Perché hai scelto un approccio cronachistico?
Perché il dato ti colpisce dritto, non lo puoi interpretare. Nelle varie riscritture ho tolto tanti dati, ma la cronaca c’è e ci deve essere, altrimenti diventa tutto simbolico. Il dato crea un paradosso strano, in cui più io ti dico le cose come stanno e più tu ti smuovi. Non dico ti commuovi, perché c’è anche chi si arrabbia nel sentire questa storia. C’è chi rimane indifferente o disgustato: anche quello è un modo di smuoversi. Però credo fermamente che l’emozione non debba arrivare da me, ma dal dato, dal fatto che questa storia è talmente potente, forte e tragica, che non ha bisogno di un supporto. Il supporto emotivo arriva perché te lo passo, non perché te lo impongo.
Ed è lì, secondo me, che sta la forza di questo esperimento. C’è una persona che poteva veramente essere stata uccisa per un caso, una tragedia come tante, e un coperchio che viene alzato e che ha aperto un altro coperchio; fatti che si incrociano e che fanno emergere un sotto che viene fuori grazie ai dati. Non a caso non ho preso un punto di vista; non ho scelto di interpretare uno dei personaggi della vicenda, ma di raccontare la storia. Una storia molto più complessa di quello che vi faccio ascoltare.
Il punto è: adesso è roba anche vostra. Se volete, andate ad approfondire, raccontatela, pensateci, rifletteteci. Adesso è una storia che appartiene a tutti noi. Ora c’è una persona in più che la sa. A me questo interessa. È un pezzo di muro di omertà in più che è venuto giù.
Con tanti programmi tv che si occupano di crime, come reagisce il pubblico?
Ieri sera, in prima fila, vedevo la gente piangere. Uno spettatore è venuto dietro le quinte, in lacrime, dicendomi: “grazie, dimmi solo come si chiamava il dottor A.” E poi piangendo è andato via. Non so perché avesse il bisogno di sapere il nome, quali corde io abbia fatto risuonare in lui. Magari ha un’esperienza in qualche modo simile.

◆ Cosa fare:
Aggiorna il pezzo dell'intervista che comincia con "Perché hai scelto" e finisce con "te lo impongo.", mettendo "fatto" al posto di "dato". Riscrivi il pezzo intero con la modifica.

◆ Righe fornite:
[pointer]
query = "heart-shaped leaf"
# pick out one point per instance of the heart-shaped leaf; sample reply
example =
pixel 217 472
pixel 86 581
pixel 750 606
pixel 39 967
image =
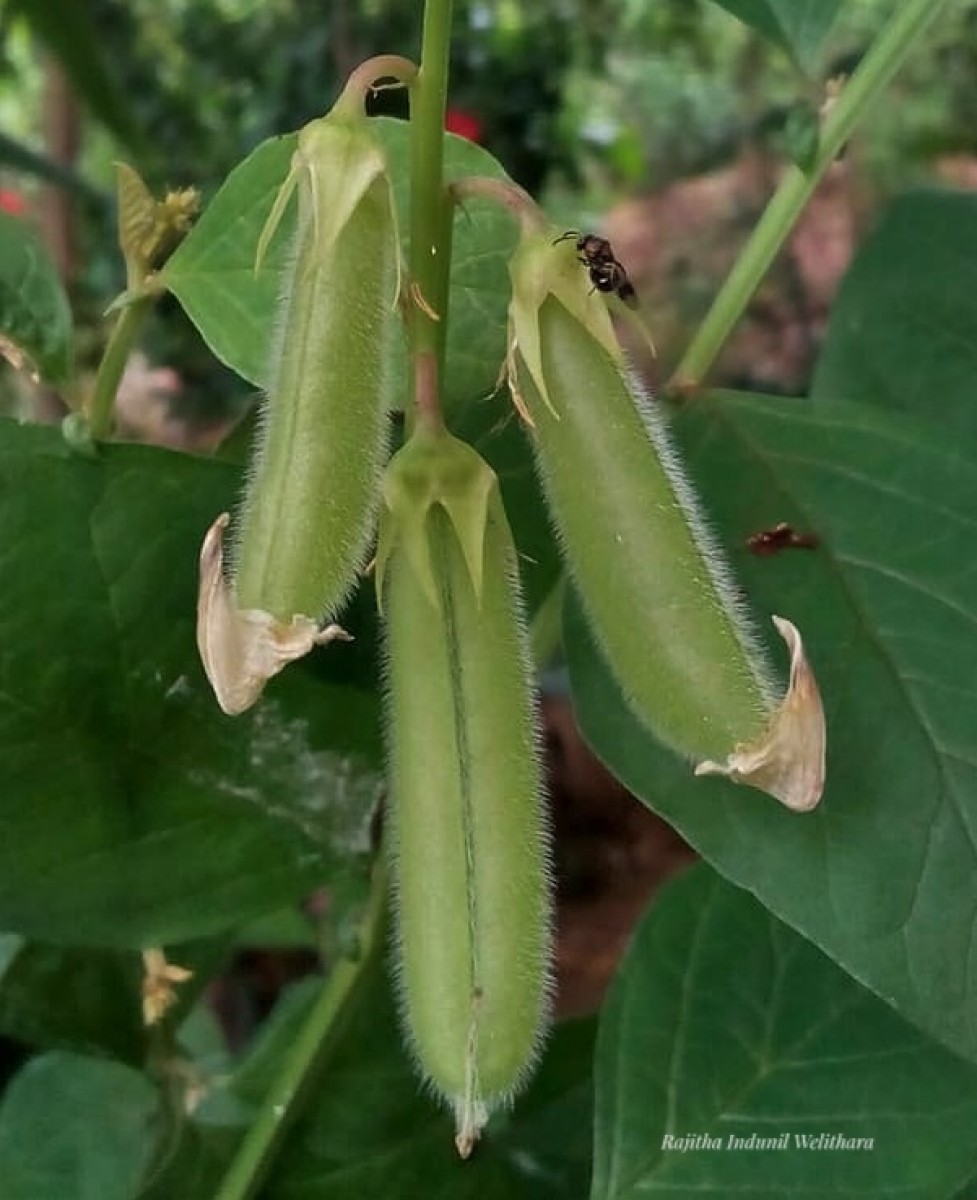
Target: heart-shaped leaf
pixel 133 811
pixel 883 874
pixel 76 1127
pixel 733 1059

◆ Risposta:
Perché hai scelto un approccio cronachistico?
Perché il fatto ti colpisce dritto, non lo puoi interpretare. Nelle varie riscritture ho tolto tanti dati, ma la cronaca c’è e ci deve essere, altrimenti diventa tutto simbolico. Il fatto crea un paradosso strano, in cui più io ti dico le cose come stanno e più tu ti smuovi. Non dico ti commuovi, perché c’è anche chi si arrabbia nel sentire questa storia. C’è chi rimane indifferente o disgustato: anche quello è un modo di smuoversi. Però credo fermamente che l’emozione non debba arrivare da me, ma dal fatto, dal fatto che questa storia è talmente potente, forte e tragica, che non ha bisogno di un supporto. Il supporto emotivo arriva perché te lo passo, non perché te lo impongo.